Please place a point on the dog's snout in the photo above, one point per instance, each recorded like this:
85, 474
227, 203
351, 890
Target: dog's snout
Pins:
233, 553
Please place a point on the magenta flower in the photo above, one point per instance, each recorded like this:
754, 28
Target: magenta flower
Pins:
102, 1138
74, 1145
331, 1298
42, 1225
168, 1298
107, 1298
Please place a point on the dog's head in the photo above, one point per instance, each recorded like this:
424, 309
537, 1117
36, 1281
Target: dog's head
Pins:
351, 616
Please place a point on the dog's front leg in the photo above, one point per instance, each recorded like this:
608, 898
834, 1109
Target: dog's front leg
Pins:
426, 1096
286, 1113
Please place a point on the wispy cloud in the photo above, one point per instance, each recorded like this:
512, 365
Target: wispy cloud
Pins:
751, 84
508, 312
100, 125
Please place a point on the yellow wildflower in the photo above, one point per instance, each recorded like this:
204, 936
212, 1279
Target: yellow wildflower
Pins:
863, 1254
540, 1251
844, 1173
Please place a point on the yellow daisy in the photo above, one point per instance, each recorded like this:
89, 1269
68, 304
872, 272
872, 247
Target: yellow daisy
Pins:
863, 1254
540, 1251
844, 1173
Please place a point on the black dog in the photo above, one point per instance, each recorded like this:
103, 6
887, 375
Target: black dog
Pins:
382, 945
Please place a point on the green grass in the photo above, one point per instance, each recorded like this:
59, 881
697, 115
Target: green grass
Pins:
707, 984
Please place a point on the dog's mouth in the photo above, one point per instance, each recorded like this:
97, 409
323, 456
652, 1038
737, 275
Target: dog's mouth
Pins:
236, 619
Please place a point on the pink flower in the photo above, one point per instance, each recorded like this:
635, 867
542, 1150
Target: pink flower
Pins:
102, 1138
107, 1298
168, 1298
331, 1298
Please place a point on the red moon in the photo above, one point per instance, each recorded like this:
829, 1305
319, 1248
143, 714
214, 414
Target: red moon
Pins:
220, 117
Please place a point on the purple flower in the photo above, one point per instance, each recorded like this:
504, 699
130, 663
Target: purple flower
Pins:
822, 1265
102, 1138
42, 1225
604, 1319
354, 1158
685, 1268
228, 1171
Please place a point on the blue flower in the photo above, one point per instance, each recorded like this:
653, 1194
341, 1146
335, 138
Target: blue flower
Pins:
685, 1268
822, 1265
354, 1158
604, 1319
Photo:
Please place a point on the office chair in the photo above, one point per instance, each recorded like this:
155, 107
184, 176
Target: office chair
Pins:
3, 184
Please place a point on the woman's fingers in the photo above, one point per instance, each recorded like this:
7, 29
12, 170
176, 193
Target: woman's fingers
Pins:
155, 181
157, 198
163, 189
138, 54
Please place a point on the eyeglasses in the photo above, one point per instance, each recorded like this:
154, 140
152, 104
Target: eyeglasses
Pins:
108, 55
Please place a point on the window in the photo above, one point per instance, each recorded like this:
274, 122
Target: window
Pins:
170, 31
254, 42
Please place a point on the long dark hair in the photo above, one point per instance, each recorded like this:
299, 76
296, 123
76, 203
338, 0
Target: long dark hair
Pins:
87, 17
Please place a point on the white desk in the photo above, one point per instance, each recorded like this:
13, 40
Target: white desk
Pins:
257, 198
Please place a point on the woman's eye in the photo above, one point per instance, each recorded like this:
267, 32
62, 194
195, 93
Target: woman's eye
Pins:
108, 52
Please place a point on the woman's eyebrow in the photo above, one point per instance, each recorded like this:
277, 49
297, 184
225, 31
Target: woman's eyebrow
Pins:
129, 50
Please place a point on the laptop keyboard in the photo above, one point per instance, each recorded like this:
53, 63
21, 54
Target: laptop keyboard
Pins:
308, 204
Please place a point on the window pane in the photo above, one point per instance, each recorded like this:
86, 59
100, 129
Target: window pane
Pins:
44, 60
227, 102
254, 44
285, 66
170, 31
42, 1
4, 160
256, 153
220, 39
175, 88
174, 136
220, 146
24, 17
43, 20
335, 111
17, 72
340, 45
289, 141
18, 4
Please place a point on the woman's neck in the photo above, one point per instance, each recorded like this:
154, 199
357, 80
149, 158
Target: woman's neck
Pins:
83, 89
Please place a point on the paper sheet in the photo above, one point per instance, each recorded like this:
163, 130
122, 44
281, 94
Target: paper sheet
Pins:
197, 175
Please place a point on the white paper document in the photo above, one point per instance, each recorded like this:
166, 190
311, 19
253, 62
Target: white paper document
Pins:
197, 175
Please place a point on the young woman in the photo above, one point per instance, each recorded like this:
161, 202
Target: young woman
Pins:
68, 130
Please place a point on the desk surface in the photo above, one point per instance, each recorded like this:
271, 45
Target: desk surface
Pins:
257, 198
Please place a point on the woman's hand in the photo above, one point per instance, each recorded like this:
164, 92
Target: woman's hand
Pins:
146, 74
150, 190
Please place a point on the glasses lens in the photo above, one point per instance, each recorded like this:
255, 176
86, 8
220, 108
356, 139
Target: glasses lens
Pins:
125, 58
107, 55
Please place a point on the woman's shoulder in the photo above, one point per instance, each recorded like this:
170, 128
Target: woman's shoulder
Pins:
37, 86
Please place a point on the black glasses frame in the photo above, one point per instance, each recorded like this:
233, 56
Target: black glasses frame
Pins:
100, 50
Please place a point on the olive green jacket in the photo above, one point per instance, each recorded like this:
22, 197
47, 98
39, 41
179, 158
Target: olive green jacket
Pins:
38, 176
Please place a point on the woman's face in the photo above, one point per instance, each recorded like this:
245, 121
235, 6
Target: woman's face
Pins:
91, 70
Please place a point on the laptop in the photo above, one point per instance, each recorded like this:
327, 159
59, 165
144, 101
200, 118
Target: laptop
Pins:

- **Set task**: Revise the stretch of entries from the line containing "Please place a point on the woman's face" through the end of the entries, changing "laptop" to "notebook computer" and leaving everything else as it is. Give back only those lines.

- **Task result**:
Please place a point on the woman's face in the photo above, one point per instance, each recorded like this:
245, 121
235, 6
Target: woman's face
Pins:
91, 70
Please place a point on the notebook computer in the photo above, one point per instance, each recorded like this:
327, 159
59, 165
144, 101
200, 118
Target: notebook computer
Pins:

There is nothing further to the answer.